* [WORK ORDER 1]:
In the text on populism, what term does the book use for the populism embodied in a recognizable political subject with its own political culture?
* [WORK ORDER 2]:
From the text on populism, copy out word for word the stretch from "Characteristics of Populism" through "of ‘the people’.".

* [TEXT BLOCK]:
:::
This demands a focus on what this book defines as a ‘populism-as-context’. This constitutes, so to speak, a problematic defined by the ‘zeitgeist’: the political-cultural climate of our time, which impresses its own changing pattern upon the political life of whole national or even transnational communities…Then we will seek to define the other level of populism, what we could consider its – less generic, better-delimited – ‘inner circle’. This is what we could define as ‘populism-as-project’: the populism embodied in a more recognisable ‘political subject’ endowed with its own ‘political culture’ and which works not only to give voice to protest, but also to contend for government (and the exercise of power).”

This is a beginning that will be fleshed out further through the book. Populism as mood and as context, and then populism as project. I like this distinction, this allows attention to be paid to broad social forces as well as to those who work powerfully to shape and channel popular discontent into very specific forms. With the shifting of mass and social media, this is a visible process.

Characteristics of Populism

Revelli identifies three characteristics by which populism is defined: 1) idea of an entity known as ‘the people’, 2) who stand in opposition to the abuse or betrayal of a ‘them’, 3) who are working for an upheaval, a levelling to restore the will of ‘the people’.

A little more on each of these. First:

the supreme, paramount centrality assumed therein by the reference to the people, understood in its ‘warm’ dimension as a living community, almost a sort of pre-political and pre-civic entity, a Rousseauian ‘natural state’. An organic entity, which thus does not allow distinctions within its ranks – for they would be seen as damaging and reprehensible divisions. … a vertical one in which the logic of ‘above and below’ instead prevails. Indeed, in this spatiality, the protagonists in the conflict belong to different levels and, in some senses, opposed and self-referential life-worlds.

Second:

the idea of betrayal: with some abuse, some undue misappropriation, some conspiracy organised at the expense of the honest citizens. This conforms to a style of thinking that reframes conflict not only in political or social terms but also, primarily, in ethical’ ones: as the moral counterposition of the righteous and the ungodly, the honest and the corrupt, ‘ours’ and ‘theirs’… “connected to some moral construction of the antithetical ‘other’, in the conflict in which the constitutive values of the community of reference are ultimately revealed.”
:::
* [RECORDED DATA]:
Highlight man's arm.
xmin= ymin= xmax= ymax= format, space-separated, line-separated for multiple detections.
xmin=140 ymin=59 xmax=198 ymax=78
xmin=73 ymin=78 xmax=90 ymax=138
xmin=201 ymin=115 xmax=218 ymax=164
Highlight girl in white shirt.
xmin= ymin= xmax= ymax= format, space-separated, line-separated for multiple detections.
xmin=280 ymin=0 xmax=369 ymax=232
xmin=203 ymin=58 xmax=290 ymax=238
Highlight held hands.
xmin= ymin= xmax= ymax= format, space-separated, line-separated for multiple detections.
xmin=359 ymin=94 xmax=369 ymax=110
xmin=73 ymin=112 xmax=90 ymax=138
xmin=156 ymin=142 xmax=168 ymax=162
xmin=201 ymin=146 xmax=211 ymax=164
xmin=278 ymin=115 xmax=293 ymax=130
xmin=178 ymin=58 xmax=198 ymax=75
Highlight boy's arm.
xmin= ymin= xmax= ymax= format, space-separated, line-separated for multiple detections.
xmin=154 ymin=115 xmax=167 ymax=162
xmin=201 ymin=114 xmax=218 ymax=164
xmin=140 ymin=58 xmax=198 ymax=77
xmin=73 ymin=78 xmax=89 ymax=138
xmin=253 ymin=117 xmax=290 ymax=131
:::
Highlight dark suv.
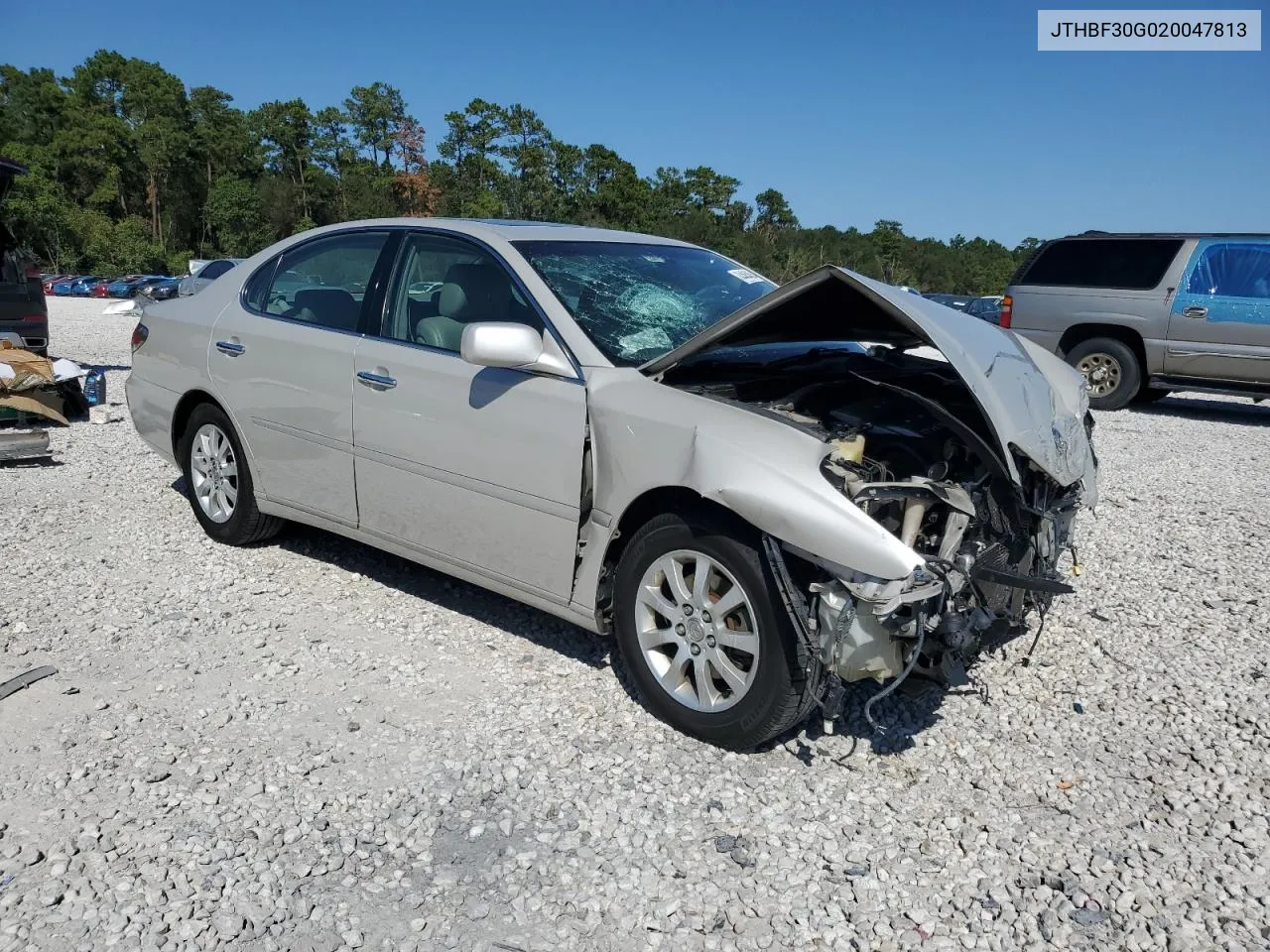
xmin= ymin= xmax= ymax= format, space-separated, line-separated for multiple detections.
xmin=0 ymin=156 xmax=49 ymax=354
:::
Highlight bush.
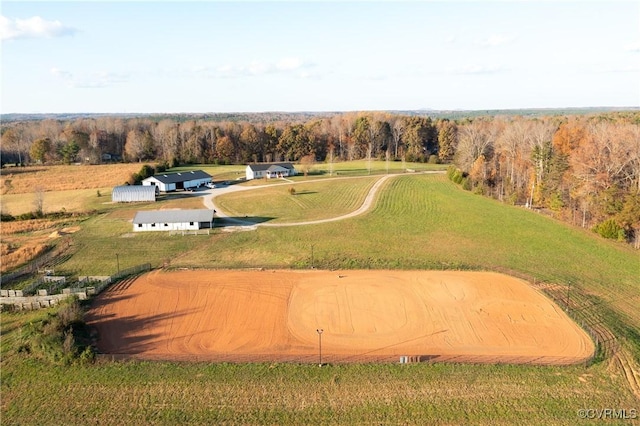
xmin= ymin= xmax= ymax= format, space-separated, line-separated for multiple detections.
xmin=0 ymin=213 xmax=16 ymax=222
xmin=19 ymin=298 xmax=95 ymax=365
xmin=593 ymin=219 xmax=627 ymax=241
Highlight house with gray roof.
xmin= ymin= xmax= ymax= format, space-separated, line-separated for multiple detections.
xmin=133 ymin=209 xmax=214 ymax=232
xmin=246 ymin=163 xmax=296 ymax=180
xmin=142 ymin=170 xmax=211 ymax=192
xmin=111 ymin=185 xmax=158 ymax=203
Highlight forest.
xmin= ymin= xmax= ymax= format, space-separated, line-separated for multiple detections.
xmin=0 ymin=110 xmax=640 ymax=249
:::
* [TASK SOLUTION 1]:
'Populism-as-project'

* [TASK SOLUTION 2]:
Characteristics of Populism

Revelli identifies three characteristics by which populism is defined: 1) idea of an entity known as ‘the people’, 2) who stand in opposition to the abuse or betrayal of a ‘them’, 3) who are working for an upheaval, a levelling to restore the will of ‘the people’.